- What is required -
Which lines in the records below contain the string "green"? Pick out each of them and copy it in full, matching case exactly.

- Extracted data -

┌────────

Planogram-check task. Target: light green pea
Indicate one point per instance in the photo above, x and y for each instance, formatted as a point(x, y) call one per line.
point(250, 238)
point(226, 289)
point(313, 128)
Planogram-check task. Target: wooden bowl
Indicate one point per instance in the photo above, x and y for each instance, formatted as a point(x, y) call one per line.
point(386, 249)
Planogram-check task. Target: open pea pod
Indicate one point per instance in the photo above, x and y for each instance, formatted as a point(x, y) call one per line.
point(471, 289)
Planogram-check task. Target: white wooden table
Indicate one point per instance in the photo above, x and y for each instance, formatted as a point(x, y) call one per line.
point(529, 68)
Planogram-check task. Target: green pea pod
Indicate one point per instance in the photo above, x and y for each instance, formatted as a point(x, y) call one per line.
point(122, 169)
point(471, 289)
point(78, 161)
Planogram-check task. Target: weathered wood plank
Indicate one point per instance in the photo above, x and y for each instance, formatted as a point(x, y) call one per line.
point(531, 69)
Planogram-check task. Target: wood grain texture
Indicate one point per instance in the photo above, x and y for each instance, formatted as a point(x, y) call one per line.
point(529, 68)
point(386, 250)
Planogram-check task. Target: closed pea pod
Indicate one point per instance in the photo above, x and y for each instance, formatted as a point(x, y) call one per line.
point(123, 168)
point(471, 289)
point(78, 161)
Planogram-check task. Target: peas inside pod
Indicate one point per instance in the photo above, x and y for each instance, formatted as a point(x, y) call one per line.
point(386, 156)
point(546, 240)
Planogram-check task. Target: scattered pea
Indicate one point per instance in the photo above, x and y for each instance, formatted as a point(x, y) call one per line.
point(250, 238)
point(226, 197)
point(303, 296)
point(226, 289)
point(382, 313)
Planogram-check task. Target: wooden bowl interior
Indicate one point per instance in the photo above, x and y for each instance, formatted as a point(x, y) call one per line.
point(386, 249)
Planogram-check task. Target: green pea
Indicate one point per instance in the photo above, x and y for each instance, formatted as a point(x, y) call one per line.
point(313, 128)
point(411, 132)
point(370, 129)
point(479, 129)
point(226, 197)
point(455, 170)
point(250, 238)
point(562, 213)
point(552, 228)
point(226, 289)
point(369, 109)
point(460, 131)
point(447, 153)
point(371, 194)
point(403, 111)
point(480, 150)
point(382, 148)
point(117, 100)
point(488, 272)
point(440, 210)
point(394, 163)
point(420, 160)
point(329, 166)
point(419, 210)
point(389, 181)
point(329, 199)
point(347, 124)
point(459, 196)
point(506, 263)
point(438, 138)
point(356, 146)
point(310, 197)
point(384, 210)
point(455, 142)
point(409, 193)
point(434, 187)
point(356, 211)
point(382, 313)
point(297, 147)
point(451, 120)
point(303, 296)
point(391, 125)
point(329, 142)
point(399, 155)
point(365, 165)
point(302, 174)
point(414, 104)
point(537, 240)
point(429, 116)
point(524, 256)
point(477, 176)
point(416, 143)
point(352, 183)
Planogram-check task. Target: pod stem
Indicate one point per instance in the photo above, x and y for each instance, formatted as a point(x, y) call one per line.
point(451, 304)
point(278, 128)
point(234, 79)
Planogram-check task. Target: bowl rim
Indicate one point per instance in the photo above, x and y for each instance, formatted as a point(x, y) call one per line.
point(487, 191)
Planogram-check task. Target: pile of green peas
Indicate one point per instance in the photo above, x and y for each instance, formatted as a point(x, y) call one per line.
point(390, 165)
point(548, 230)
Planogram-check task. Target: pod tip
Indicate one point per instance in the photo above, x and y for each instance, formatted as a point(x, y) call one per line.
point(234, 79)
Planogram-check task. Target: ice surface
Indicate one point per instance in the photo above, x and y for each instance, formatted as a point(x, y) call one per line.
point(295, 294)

└────────
┌────────

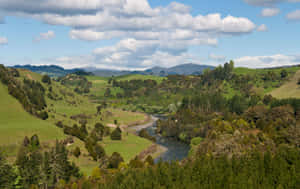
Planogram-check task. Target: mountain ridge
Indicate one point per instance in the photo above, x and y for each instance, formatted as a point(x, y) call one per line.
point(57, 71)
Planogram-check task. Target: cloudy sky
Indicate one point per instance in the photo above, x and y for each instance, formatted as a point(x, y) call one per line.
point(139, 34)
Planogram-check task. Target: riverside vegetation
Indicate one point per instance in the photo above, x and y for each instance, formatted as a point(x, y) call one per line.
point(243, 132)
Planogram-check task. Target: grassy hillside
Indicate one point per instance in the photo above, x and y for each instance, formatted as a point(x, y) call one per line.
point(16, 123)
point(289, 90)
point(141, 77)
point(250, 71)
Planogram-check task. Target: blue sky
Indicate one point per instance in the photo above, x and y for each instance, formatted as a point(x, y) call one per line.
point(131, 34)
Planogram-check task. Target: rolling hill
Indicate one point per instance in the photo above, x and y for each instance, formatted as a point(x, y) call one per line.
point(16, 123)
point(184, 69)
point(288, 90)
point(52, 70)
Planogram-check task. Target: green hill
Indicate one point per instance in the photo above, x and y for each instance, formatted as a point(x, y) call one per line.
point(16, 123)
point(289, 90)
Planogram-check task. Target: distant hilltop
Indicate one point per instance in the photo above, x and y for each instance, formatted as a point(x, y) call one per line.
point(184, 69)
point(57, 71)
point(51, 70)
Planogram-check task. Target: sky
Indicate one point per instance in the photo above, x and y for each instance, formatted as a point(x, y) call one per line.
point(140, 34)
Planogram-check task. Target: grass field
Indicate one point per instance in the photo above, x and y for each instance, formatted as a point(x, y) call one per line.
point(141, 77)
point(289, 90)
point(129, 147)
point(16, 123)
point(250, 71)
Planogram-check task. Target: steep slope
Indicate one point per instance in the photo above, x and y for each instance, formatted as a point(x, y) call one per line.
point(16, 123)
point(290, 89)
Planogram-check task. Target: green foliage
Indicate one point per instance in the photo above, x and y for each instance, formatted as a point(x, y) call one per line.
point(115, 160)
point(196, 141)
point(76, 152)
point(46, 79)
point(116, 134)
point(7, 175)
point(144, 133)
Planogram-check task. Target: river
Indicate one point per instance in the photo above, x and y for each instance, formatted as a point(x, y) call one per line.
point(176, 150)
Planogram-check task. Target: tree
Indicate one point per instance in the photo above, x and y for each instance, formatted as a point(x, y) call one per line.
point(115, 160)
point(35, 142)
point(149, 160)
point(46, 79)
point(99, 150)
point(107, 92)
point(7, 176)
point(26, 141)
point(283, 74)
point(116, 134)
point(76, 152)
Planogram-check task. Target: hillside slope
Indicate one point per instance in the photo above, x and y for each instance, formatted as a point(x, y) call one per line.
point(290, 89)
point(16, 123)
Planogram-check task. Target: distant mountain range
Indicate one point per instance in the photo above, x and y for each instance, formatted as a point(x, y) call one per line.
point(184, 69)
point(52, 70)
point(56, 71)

└────────

- Correct response -
Planogram-check task. Target: light green pea
Planogram-check task. Target: green pea pod
Planogram-check task. Target: green pea
Planogram-check task. Target: pile of green peas
Planogram-check task. Target: green hill
Planogram-check task. Target: green foliage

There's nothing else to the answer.